— Given data —

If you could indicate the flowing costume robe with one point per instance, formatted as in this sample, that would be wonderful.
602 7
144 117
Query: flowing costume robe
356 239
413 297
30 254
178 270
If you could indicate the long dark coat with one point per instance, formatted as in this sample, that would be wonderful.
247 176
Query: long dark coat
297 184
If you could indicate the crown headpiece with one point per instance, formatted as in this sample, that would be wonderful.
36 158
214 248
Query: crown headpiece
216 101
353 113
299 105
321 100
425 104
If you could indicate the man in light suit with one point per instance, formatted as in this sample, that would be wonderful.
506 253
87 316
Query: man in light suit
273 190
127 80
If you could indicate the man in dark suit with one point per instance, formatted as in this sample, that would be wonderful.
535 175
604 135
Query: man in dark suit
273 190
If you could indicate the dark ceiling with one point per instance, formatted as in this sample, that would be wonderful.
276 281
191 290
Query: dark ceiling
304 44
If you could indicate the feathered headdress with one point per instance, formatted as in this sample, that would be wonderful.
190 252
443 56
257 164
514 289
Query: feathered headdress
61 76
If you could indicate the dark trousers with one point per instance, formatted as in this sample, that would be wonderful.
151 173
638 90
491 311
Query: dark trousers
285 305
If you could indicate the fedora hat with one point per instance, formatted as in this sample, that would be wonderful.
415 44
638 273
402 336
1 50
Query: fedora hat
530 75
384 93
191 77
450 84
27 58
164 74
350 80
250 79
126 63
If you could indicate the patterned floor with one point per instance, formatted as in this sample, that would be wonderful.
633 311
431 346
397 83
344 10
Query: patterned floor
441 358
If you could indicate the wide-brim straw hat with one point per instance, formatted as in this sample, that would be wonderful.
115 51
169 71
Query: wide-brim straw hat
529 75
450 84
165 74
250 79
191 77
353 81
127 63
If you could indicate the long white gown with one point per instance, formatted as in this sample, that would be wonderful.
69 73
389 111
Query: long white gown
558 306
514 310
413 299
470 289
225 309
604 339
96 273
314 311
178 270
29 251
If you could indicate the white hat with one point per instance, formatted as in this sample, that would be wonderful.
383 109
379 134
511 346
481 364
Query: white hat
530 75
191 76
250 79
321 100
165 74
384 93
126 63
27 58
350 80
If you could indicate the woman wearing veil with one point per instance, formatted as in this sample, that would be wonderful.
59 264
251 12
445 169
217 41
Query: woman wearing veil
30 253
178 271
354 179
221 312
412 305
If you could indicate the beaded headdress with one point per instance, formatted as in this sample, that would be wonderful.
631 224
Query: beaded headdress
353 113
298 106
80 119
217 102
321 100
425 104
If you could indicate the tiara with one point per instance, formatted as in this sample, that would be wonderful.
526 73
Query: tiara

— Problem description —
Please write out the records again, starting at the line containing "If you could indicate the woman" and ending at the end of the records, substituting "diadem" for "tiara" and leaving everything else unchanged.

— Task answer —
If you could indicate the woman wearing veil with one point per instance, formatted as in this sample, that would be wonderful.
59 264
251 12
445 169
217 41
Query: woman wearing veil
30 253
178 271
354 179
221 312
412 305
If you could indicate the beaded headdress with one point per instance, formatted as in this sample, that would be wonderful.
631 224
Query: beaded headdress
353 113
298 106
80 119
217 102
321 100
425 104
If you could indicate the diadem with one point per instance, formatted as in this sample, that would be wonderful.
526 73
Query: diadem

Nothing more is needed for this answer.